> _THE REQUEST_
Copy every one of the following entries line for line, changing nothing.

> _INPUT_
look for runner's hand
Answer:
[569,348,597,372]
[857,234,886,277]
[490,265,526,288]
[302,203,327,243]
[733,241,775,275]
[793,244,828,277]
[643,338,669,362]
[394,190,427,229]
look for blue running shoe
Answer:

> _SOLUTION BELOW_
look for runner's hand
Answer:
[569,348,597,372]
[857,234,886,277]
[490,265,526,288]
[302,203,327,243]
[733,241,775,275]
[793,244,828,277]
[643,338,669,362]
[394,190,427,229]
look for blue running shoe
Answer:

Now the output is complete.